### [Exercise inputs]
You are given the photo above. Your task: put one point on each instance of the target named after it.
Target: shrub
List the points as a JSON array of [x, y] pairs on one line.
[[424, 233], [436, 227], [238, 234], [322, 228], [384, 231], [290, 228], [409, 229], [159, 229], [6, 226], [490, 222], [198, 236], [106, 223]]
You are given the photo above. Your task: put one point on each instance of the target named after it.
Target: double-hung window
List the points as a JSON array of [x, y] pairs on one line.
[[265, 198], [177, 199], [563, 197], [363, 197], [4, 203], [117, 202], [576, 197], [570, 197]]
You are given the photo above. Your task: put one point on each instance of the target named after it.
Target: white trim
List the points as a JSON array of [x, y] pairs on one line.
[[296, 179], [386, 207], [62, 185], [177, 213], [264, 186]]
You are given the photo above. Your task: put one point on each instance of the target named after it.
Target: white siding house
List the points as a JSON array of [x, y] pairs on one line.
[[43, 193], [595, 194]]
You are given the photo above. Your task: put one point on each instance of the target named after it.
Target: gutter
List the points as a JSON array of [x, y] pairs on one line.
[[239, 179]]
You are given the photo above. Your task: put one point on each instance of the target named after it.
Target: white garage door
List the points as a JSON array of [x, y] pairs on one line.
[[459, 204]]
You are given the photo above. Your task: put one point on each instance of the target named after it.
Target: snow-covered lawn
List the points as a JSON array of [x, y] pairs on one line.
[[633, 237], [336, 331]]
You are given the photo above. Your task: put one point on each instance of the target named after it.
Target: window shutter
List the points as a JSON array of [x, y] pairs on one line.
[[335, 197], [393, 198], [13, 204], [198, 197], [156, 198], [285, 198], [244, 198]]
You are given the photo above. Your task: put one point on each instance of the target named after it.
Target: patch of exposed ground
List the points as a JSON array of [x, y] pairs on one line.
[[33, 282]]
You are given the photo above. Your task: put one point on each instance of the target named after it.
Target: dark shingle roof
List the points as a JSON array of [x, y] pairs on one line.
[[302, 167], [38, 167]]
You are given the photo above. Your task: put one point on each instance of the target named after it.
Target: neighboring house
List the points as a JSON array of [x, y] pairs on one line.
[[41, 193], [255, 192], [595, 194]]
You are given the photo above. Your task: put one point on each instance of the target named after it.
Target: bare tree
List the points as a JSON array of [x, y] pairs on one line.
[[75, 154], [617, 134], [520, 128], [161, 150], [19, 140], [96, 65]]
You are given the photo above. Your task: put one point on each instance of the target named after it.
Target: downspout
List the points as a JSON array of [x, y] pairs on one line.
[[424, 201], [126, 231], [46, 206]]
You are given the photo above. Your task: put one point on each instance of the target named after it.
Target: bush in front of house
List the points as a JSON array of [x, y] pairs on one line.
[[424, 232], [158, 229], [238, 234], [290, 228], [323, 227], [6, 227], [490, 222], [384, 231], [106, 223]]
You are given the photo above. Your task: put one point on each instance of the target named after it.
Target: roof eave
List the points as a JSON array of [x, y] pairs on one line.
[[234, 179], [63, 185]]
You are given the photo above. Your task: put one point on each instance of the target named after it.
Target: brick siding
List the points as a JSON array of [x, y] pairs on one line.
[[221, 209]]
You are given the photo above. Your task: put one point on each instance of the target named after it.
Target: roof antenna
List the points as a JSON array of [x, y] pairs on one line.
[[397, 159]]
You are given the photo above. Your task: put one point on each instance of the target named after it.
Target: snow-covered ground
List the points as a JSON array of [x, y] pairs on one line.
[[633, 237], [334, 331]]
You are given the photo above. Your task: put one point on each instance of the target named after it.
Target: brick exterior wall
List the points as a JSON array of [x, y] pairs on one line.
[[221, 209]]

### [Exercise requirements]
Scale the data from its first line up to and including the line with "[[43, 193], [595, 194]]": repeat every line, requests included, but multiply each coordinate in the answers by 0.6 and round to whole numbers, with halves going up. Output only those lines.

### [Output of the exercise]
You are given the photo above. Your task: put one point on each instance of the target named after it.
Target: shrub
List the points as a JSON array of [x, y] pairs on one line.
[[254, 140], [262, 136], [143, 140], [193, 137], [230, 139], [174, 137], [245, 137], [95, 137], [4, 136], [294, 133], [119, 142], [64, 134]]
You are given the photo above. Your task: put one point on each instance of the target named after it.
Target: double-hung window
List the points as a JSON array of [x, y] pairs on one line.
[[159, 119], [106, 119], [338, 118], [218, 118], [2, 122], [70, 121], [346, 118], [342, 118]]
You are given the photo above. Your task: put one point on each instance of the target named after it.
Target: white trim
List the points as a JSON array of [x, y] pairs on one line.
[[178, 107], [232, 124], [37, 111], [106, 128], [158, 112]]
You are given the photo above. Your task: put one point on each instance of the target named after it.
Target: white siding house
List the points as a JSON array of [x, y] pairs on one line.
[[26, 116], [357, 116]]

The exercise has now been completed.